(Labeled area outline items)

------------------------

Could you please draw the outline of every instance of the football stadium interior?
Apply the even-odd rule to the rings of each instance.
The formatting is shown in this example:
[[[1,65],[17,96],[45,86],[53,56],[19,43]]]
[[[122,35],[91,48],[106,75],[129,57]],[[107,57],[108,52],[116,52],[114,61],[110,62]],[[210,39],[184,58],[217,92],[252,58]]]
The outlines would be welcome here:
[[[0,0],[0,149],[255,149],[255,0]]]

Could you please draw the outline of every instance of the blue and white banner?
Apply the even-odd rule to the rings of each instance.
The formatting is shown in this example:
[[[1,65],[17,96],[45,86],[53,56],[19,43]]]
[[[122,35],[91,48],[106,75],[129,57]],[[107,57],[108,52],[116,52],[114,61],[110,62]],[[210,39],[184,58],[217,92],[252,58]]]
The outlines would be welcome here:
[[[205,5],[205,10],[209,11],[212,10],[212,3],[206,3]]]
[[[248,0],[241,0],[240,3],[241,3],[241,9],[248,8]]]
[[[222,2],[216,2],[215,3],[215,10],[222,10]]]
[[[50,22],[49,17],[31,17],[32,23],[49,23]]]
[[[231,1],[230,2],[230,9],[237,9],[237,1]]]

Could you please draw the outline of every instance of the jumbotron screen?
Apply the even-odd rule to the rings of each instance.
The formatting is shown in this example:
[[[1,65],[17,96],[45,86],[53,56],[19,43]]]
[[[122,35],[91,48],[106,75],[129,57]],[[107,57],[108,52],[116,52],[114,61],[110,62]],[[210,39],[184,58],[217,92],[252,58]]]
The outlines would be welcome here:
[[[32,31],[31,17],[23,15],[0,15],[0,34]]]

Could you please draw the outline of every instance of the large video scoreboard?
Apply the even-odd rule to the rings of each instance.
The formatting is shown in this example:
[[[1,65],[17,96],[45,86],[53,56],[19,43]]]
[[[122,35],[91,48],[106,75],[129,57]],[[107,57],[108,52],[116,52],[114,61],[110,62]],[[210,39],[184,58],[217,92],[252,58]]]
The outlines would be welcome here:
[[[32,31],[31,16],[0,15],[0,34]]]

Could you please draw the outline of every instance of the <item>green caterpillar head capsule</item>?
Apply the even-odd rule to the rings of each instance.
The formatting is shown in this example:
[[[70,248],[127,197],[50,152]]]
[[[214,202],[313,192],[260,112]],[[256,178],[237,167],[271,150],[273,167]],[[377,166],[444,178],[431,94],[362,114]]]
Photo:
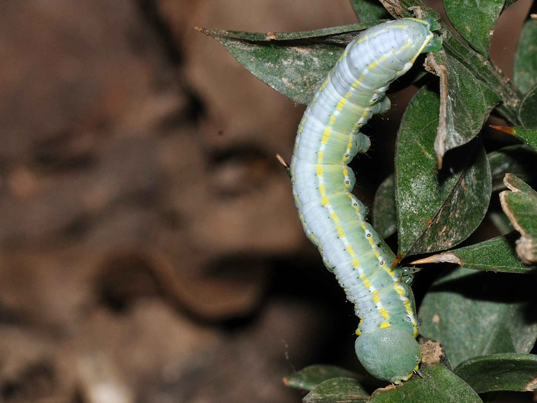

------------------------

_DIRECTIVE_.
Copy every item above word for word, omitting the pictures.

_ANSWER TO THE PROBLEM_.
Could you please draw the outline of every instance of the football stadium interior?
Apply the even-odd rule to the rings of each instance.
The formatting is shown in this example:
[[[1,65],[17,96],[45,86],[53,56],[19,43]]]
[[[122,35],[91,48],[106,75],[129,57]],[[107,57],[108,52],[116,52],[114,61],[110,62]],[[210,39],[184,58],[217,92],[252,58]]]
The outlines would be welcome here:
[[[0,0],[0,149],[255,149],[255,0]]]

Could you please draw the outline of every instance of the blue and white banner?
Apply the even-odd rule to the rings of each instance.
The formatting is shown in this example:
[[[1,65],[17,96],[45,86],[53,56],[19,43]]]
[[[122,35],[91,48],[106,75],[129,57]],[[107,57],[108,52],[116,52],[114,61],[110,62]],[[210,39],[184,58],[217,92],[252,58]]]
The outlines would be welcome here:
[[[205,5],[205,10],[209,11],[212,10],[212,3],[206,3]]]
[[[248,0],[241,0],[240,3],[241,3],[241,9],[248,8]]]
[[[222,2],[216,2],[215,3],[215,10],[222,10]]]
[[[50,22],[49,17],[31,17],[32,23],[49,23]]]
[[[231,1],[230,2],[230,9],[237,9],[237,1]]]

Could you please draw the outline of every instance of the jumbotron screen?
Apply the even-odd rule to the rings of each instance.
The formatting is shown in this example:
[[[1,65],[17,96],[45,86],[53,56],[19,43]]]
[[[122,35],[91,48],[106,75],[129,57]],[[107,57],[108,52],[116,52],[114,61],[110,62]],[[210,39],[184,58],[217,92],[252,58]]]
The outlines would be welcome here:
[[[32,31],[31,17],[23,15],[0,15],[0,34]]]

Could you please draw the outline of every instance of the large video scoreboard?
Apply the even-odd rule to the rings of each instance.
The formatting is shown in this example:
[[[1,65],[17,96],[45,86],[53,56],[19,43]]]
[[[122,35],[91,48],[106,75],[129,57]],[[107,57],[108,52],[116,52],[114,61],[110,62]],[[210,39],[184,58],[217,92],[252,58]]]
The outlines would be welcome here:
[[[32,31],[31,16],[0,15],[0,34]]]

Could you please draw the outline of every instance of the <item>green caterpillar head capsule</item>?
Apply the even-odd rule to the rings of each instance.
The formatting is shown in this example:
[[[70,248],[127,197],[50,152]]]
[[[214,202],[313,192],[260,112]],[[256,178],[237,167],[271,150],[273,167]],[[377,166],[444,178],[431,94],[362,114]]]
Photo:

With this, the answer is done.